[Requirement] Rewrite the records from their first line through the line that contains "[148,135,161,180]", replacing "grass" with "lawn" and leaving everything else unchanged.

[Records provided]
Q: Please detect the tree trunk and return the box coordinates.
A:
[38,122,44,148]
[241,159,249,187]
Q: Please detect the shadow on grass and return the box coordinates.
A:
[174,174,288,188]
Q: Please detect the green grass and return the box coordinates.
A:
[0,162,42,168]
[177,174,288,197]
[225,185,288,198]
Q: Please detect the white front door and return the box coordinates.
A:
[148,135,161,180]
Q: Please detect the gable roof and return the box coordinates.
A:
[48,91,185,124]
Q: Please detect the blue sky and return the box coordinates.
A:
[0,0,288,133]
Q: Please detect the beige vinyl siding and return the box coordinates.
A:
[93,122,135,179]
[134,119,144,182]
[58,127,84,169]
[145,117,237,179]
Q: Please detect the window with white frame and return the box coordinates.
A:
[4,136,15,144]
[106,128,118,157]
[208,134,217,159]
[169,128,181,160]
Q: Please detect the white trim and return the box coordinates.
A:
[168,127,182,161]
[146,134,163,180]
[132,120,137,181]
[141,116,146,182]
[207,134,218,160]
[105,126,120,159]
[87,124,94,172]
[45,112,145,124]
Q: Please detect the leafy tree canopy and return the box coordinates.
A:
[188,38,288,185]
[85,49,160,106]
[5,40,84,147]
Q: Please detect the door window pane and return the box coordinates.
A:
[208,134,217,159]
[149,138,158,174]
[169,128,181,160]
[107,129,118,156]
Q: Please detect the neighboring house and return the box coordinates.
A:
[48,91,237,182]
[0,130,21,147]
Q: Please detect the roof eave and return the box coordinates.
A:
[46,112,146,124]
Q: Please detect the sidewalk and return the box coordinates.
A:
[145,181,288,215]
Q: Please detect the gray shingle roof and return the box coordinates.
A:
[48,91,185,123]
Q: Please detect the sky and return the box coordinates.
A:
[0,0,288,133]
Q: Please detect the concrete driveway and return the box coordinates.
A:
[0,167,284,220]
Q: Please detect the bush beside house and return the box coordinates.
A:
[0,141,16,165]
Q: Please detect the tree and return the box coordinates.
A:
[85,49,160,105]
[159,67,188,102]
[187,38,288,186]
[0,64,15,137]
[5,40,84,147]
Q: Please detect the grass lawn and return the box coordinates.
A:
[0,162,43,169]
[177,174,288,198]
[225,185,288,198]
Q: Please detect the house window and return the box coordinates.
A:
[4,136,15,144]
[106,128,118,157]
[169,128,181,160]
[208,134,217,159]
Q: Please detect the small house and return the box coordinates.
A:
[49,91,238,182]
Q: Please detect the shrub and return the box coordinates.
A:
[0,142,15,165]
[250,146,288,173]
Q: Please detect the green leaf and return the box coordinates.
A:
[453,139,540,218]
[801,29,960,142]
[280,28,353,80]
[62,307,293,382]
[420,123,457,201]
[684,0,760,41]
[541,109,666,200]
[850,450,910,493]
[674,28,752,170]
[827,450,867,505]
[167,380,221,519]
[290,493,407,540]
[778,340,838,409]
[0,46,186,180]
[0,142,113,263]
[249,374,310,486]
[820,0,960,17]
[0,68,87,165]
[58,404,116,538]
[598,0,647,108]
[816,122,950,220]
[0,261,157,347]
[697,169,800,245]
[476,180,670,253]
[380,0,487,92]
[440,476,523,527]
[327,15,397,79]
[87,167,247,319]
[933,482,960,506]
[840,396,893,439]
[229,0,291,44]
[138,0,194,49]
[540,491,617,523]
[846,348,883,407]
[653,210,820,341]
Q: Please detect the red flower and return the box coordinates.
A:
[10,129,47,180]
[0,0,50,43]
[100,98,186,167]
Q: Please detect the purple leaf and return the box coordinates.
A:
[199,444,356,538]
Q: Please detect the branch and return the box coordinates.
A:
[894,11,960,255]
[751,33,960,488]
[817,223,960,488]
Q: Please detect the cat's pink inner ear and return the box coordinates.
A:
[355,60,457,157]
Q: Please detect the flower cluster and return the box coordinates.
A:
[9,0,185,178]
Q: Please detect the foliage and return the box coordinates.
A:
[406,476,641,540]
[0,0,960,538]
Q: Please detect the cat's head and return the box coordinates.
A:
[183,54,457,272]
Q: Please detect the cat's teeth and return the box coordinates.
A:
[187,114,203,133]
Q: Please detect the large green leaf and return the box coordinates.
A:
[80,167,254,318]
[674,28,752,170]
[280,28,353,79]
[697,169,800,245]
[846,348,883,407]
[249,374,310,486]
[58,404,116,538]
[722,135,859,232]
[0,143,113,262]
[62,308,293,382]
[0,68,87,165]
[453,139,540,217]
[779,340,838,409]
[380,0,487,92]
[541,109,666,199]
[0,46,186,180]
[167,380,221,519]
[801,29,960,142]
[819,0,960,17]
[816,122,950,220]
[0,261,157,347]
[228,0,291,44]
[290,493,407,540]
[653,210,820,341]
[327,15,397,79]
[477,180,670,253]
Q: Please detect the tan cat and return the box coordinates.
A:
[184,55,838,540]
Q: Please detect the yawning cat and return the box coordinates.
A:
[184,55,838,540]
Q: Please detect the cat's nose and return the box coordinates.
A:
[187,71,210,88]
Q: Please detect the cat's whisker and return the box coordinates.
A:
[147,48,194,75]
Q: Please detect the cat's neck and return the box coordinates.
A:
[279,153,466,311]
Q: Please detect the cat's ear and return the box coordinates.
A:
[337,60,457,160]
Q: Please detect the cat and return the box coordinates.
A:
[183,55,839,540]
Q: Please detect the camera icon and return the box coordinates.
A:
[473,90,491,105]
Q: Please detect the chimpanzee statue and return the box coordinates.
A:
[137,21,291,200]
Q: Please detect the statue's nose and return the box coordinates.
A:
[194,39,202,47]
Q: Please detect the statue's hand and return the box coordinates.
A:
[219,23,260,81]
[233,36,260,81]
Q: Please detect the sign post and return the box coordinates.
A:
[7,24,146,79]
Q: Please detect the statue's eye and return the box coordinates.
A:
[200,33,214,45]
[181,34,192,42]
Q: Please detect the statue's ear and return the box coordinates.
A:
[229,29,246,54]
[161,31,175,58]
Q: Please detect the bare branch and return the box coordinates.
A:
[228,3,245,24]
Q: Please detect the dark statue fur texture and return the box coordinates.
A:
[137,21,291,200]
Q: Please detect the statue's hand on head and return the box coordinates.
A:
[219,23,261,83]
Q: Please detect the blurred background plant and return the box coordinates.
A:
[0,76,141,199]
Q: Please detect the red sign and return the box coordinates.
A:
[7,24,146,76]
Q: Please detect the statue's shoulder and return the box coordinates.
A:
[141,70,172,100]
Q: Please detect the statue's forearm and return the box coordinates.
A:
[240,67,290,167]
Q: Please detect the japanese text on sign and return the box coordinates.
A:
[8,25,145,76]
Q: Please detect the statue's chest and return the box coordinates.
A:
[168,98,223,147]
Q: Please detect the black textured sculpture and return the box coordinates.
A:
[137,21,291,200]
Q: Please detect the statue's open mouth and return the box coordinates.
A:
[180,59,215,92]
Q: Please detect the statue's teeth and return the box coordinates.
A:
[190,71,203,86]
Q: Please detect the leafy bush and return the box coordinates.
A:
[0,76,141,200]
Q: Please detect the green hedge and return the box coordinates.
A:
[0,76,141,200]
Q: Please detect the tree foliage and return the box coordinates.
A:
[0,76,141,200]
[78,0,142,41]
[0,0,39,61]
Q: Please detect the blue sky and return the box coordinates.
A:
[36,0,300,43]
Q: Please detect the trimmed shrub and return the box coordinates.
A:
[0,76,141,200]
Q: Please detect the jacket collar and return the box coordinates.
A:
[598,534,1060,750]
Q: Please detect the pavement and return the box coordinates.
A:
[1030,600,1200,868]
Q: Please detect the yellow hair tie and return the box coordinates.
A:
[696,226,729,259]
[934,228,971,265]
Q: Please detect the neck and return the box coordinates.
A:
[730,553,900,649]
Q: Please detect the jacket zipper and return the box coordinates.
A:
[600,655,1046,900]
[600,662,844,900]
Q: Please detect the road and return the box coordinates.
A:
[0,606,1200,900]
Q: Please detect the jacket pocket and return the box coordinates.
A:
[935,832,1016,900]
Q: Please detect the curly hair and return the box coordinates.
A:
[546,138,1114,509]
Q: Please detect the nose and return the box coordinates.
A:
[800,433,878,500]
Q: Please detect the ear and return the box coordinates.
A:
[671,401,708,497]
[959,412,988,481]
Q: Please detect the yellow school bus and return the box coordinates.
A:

[Written answer]
Q: Please detect the tree trunk and return the box coordinates.
A:
[38,122,44,148]
[241,159,249,187]
Q: Please detect the shadow on lawn and return the box coordinates.
A:
[174,174,288,188]
Q: Please detect the green lawn and return the box coordinates.
A:
[0,162,42,168]
[177,174,288,197]
[225,185,288,198]
Q: Please detect the white front door and return the box coordinates.
A:
[148,135,161,180]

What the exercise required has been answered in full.